* _The task_: Below are records; reproduce exactly the lines from the first through the one containing "Pick out the sky".

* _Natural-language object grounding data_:
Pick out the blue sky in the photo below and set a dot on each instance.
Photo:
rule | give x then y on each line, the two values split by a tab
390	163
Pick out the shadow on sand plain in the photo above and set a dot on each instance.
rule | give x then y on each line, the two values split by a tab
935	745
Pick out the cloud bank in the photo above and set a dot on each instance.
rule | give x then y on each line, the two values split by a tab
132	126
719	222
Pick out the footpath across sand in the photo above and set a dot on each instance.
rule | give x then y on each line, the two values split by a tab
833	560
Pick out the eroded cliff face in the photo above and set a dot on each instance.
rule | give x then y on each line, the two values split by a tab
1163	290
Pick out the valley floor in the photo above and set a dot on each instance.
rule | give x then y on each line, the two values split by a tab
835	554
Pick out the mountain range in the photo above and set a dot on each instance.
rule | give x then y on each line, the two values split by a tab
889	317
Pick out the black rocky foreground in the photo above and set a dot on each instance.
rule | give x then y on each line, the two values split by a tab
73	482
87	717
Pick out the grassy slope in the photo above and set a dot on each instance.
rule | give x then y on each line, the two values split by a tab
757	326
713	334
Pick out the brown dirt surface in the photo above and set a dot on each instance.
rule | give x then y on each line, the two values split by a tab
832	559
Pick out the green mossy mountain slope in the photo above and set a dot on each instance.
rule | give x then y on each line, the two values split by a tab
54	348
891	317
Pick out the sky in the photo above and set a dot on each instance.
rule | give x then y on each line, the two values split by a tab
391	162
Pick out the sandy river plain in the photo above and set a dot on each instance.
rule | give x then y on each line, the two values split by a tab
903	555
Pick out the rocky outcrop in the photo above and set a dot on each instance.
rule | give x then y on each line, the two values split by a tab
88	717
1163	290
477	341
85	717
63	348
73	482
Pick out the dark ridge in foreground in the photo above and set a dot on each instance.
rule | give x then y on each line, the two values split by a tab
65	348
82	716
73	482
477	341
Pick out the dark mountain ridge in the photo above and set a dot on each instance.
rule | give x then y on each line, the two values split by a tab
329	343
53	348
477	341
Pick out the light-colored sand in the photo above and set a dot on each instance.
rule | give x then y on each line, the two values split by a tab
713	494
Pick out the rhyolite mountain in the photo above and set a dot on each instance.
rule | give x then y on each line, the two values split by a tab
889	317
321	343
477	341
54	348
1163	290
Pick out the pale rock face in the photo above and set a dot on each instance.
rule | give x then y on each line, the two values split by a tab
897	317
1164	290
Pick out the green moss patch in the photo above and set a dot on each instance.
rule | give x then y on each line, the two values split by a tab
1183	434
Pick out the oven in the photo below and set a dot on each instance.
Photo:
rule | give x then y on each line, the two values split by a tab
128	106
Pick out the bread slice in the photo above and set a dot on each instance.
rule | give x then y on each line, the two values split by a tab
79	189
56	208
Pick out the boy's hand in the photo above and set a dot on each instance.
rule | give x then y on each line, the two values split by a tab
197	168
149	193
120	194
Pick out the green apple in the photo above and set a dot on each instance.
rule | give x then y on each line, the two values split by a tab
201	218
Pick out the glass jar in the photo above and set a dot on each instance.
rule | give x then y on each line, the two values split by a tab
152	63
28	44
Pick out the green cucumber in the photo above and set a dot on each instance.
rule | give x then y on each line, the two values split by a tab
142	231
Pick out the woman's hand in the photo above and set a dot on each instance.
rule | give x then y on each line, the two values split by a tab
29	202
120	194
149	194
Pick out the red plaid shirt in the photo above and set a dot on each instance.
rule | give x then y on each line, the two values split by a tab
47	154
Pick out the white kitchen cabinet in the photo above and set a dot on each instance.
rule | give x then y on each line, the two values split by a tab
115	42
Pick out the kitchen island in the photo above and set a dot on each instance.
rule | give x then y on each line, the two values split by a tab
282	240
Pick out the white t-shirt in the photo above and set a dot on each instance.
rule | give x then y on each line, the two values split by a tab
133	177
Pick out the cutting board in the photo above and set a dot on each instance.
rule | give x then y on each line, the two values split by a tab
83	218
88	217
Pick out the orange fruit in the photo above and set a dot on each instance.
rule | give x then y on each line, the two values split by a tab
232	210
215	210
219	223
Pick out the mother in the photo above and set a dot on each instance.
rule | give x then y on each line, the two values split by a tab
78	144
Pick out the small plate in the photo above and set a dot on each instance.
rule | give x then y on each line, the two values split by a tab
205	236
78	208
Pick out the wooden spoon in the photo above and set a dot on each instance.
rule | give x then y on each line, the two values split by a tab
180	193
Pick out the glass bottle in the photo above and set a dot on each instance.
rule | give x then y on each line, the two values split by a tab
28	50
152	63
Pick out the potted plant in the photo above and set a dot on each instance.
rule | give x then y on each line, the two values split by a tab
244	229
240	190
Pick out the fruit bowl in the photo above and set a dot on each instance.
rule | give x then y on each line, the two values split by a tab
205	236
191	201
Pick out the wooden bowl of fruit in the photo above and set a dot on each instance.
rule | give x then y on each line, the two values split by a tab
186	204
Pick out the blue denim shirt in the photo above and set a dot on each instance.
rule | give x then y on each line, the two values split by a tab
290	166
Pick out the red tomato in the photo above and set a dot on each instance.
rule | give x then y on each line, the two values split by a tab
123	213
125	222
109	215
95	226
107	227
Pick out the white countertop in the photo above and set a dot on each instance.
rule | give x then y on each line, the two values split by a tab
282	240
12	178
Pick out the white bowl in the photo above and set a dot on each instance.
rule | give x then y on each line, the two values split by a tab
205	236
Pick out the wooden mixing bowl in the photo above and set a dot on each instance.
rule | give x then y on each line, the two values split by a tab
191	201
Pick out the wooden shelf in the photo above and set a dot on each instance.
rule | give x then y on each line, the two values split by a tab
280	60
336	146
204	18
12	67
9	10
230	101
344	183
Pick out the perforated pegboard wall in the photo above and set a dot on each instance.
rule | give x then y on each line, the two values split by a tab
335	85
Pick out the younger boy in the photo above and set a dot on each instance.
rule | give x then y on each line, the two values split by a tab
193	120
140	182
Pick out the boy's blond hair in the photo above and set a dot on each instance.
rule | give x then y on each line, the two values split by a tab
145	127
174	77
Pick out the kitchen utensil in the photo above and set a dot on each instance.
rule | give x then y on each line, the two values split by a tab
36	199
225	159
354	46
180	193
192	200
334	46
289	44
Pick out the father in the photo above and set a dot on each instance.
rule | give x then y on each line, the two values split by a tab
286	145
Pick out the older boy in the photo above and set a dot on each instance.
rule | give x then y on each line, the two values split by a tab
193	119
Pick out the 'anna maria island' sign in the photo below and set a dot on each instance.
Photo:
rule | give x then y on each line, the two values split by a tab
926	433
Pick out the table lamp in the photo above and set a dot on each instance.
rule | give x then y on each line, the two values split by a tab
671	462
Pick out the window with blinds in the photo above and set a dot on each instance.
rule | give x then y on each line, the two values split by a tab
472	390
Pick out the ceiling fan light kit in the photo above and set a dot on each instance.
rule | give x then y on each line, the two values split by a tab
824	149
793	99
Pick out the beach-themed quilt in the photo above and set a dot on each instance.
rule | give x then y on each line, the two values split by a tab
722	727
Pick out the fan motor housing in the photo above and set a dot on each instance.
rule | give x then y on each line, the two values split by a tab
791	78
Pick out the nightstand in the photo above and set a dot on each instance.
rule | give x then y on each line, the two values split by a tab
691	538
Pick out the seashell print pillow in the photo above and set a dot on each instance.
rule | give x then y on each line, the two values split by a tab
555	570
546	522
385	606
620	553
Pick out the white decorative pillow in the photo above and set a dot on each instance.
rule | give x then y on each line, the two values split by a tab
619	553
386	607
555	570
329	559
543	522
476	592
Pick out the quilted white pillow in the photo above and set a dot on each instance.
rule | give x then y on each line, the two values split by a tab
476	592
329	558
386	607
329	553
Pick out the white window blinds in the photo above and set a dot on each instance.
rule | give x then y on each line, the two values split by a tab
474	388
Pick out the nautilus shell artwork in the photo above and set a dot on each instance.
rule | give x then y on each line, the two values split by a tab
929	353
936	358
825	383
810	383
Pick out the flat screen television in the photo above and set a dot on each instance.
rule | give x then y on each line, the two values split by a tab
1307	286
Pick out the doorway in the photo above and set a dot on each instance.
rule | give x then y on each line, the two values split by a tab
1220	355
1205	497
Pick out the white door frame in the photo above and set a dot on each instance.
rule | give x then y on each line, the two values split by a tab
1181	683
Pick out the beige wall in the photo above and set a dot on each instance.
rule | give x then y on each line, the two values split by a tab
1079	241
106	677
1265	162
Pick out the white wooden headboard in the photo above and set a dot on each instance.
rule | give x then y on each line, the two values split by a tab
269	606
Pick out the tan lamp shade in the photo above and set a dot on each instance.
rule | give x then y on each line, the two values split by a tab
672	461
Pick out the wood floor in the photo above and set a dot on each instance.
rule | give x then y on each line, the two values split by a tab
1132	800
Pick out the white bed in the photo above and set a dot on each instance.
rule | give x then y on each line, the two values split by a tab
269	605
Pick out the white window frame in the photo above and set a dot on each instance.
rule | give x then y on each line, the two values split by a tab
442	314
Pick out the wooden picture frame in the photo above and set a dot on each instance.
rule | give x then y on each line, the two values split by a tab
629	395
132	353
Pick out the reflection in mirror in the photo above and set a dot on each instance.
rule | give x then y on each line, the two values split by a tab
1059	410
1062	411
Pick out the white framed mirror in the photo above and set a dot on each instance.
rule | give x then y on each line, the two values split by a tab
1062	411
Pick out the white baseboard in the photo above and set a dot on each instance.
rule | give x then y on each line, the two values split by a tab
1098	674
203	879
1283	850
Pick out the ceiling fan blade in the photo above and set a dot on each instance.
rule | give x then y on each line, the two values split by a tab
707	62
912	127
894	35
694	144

* _Solution to this exercise_:
Pick out the blue sky in the photo below and set a dot on each instance.
Photo:
rule | give x then y on each line, the two values split by a tab
390	163
Pick out the shadow on sand plain in the photo above and set a dot on each instance.
rule | give x then y on each line, the two values split by a tab
935	745
Pick out the cloud bank in the photo above and set a dot on each instance.
rule | give x then y on each line, the two values split by a tab
132	126
719	222
Pick out the footpath across sand in the photo above and set a dot on each instance.
rule | give x then y on each line, the two values split by a tab
833	560
Pick out the eroded cliff face in the photo above and set a dot on each instance.
rule | give x then y on each line, the two values split by a tab
1163	290
Pick out the valley floor in the photo above and set a dot on each instance.
rule | give x then y on each line, the two values split by a tab
835	554
Pick out the mountain range in the photo above and set a dot on each instance.
rule | give x then y on each line, the two values split by a tab
889	317
Pick out the black rocky foreground in the photo above and set a dot on each instance.
rule | give x then y on each line, the two values split by a tab
73	482
87	717
Pick out the grassy slope in the photo above and set a dot on each instance.
rule | give x then y on each line, the two values split by a tab
757	326
713	334
Pick out the brown dirt surface in the photo above and set a dot on each instance.
rule | give x then y on each line, the two values split by a tab
832	559
Pick out the green mossy mountain slope in the photo above and set a dot on each instance.
rule | give x then y on each line, the two values split by a tab
54	348
891	317
Pick out the sky in the photo above and set a dot on each instance.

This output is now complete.